*Textausschnitt*:
§

Armut in der Krisengesellschaft
Die Sozialplattform OÖ lud Ende März zur Buchpräsentation in die Räume der AK OÖ. Moderiert wurde die von regem Publikumszuspruch gekennzeichnete Veranstaltung von Manuela Hiesmair.
Auch wenn der Band „Armut in der Krisengesellschaft“ bereits
Ende des Vorjahres erschienen ist – an der Brisanz der behandelten Thematik hat
sich nichts geändert, im Gegenteil. Angesichts der aktuellen Budgetzahlen stehen
bekanntlich Sparmaßnahmen im Raum. Zu befürchten ist, das Armutsbetroffene
deren Auswirkungen überproportional zu spüren bekommen.
Über die Dramatik der Situation waren sich die drei HerausgeberInnen
am Podium allerdings nicht ganz einig. Christine Stelzer-Orthofer (JKU Linz),
die zu Beginn die Genese des Sammelbandes erläuterte, vertraut auch in der
„Polykrise“, in der wir uns schon seit einiger Zeit befinden, auf die Resilienz
des Wohlfahrtsstaates. Dieser sei trotz mancher Mängel ein langjährig
bewährtes Erfolgsmodell. Und sie warnt davor, angesichts der aktuellen
Problemstellungen in Depression zu verfallen.

§

*Auftrag 1*: Zähle alle Organisationen und Einrichtungen auf, die im Textausschnitt namentlich genannt werden.
*Auftrag 2*: Gib aus dem Textausschnitt die Passage von „Über die Dramatik“ bis einschließlich „Depression zu verfallen.“ unverändert zurück.

Gesammelte Dateneinträge

§

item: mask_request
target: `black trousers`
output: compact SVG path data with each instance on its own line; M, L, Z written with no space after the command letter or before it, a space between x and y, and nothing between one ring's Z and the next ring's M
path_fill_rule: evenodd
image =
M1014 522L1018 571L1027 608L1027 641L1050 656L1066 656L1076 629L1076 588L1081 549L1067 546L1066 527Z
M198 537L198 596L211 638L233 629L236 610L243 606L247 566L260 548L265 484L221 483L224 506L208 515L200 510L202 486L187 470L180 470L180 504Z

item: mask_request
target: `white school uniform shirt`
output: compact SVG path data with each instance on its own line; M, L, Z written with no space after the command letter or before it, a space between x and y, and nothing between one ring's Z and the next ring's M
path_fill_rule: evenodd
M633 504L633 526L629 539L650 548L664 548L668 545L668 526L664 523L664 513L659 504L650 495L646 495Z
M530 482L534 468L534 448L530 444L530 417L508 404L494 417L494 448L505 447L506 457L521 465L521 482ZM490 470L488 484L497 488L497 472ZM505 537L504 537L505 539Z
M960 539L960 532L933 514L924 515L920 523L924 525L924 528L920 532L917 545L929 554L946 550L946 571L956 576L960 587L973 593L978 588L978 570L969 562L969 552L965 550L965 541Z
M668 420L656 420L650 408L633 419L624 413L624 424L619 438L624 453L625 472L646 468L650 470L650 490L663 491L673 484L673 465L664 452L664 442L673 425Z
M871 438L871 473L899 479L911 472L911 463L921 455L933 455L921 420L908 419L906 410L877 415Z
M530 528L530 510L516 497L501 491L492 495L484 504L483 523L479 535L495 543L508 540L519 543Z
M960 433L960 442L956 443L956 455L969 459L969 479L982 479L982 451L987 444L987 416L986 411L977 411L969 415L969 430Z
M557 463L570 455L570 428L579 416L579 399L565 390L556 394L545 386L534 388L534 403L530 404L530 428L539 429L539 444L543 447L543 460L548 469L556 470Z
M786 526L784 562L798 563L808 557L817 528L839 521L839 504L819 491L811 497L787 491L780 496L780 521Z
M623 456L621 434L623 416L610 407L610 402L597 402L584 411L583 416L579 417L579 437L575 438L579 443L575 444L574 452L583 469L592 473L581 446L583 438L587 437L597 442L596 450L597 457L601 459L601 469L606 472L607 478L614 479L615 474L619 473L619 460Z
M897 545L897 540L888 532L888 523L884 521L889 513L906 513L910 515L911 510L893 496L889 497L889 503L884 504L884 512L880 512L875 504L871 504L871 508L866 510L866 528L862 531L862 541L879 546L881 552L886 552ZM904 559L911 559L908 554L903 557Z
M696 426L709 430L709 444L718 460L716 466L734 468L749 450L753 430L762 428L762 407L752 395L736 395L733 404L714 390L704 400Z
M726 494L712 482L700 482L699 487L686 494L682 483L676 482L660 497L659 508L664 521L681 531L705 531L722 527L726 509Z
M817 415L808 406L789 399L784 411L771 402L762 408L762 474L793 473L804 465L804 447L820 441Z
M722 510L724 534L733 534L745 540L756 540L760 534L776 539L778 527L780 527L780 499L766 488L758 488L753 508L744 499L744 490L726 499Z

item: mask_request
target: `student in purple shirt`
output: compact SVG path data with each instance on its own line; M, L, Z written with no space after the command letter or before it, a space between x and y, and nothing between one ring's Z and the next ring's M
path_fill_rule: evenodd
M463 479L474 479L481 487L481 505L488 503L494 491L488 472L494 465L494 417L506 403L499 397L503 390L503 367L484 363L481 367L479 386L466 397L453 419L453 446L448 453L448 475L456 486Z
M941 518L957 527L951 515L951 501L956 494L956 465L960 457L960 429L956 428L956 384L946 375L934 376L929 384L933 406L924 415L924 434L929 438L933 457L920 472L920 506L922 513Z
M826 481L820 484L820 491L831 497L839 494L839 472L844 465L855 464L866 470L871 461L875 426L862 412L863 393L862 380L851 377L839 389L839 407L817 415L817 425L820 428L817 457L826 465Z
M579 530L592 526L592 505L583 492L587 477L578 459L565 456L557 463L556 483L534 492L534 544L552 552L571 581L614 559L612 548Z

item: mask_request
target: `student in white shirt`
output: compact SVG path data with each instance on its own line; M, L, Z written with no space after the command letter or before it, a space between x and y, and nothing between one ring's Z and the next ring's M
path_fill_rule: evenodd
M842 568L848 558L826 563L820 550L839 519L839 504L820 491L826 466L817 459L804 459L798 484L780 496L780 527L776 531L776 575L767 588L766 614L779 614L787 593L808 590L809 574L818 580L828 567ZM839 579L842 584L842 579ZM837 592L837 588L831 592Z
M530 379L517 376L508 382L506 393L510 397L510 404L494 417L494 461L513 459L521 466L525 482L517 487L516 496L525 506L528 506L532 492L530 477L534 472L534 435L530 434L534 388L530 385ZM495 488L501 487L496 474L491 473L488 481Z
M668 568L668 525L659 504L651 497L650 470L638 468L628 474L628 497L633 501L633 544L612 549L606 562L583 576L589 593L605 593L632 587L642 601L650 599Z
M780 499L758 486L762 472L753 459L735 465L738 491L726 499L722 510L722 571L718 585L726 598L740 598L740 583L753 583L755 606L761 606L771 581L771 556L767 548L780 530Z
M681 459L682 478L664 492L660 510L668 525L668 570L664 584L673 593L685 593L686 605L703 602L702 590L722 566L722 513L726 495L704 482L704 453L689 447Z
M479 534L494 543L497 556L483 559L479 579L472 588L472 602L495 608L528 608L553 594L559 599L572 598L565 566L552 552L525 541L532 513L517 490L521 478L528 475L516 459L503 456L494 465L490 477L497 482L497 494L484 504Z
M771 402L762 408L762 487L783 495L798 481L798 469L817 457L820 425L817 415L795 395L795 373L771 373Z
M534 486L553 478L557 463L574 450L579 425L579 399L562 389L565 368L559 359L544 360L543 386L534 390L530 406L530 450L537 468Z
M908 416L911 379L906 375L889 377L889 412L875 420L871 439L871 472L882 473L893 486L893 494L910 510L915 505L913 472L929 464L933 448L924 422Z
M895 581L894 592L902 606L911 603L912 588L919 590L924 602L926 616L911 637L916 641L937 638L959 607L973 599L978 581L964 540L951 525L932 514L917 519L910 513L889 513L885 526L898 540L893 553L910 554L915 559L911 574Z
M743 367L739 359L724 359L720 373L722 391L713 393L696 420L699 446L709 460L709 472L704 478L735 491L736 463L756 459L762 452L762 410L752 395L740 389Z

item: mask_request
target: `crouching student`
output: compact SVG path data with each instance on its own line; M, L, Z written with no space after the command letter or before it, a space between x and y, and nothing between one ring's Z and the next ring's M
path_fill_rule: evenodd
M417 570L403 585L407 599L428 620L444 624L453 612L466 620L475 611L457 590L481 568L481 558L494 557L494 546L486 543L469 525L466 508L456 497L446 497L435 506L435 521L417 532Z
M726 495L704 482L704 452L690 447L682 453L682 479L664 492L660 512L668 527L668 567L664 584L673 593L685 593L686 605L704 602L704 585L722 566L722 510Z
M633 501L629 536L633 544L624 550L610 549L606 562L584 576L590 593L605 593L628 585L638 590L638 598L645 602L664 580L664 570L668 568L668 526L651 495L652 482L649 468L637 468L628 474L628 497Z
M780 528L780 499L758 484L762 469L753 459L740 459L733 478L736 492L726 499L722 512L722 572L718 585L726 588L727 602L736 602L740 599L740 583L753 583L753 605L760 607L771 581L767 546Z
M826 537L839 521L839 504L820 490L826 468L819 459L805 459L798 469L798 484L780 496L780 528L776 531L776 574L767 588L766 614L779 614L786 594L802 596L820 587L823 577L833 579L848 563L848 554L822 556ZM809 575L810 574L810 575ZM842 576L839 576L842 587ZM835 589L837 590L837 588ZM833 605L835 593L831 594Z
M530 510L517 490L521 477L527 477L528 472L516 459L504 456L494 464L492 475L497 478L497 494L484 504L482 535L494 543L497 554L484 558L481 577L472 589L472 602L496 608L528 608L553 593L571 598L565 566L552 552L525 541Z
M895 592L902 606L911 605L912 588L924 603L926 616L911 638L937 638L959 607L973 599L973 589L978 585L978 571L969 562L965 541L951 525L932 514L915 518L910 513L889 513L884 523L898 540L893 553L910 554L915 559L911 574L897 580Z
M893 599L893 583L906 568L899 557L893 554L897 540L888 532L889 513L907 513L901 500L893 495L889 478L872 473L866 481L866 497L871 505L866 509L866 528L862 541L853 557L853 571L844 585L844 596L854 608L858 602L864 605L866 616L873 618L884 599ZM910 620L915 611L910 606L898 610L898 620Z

§

*Lösung 1*: Sozialplattform OÖ, AK OÖ, JKU Linz

*Lösung 2*:
Über die Dramatik der Situation waren sich die drei HerausgeberInnen
am Podium allerdings nicht ganz einig. Christine Stelzer-Orthofer (JKU Linz),
die zu Beginn die Genese des Sammelbandes erläuterte, vertraut auch in der
„Polykrise“, in der wir uns schon seit einiger Zeit befinden, auf die Resilienz
des Wohlfahrtsstaates. Dieser sei trotz mancher Mängel ein langjährig
bewährtes Erfolgsmodell. Und sie warnt davor, angesichts der aktuellen
Problemstellungen in Depression zu verfallen.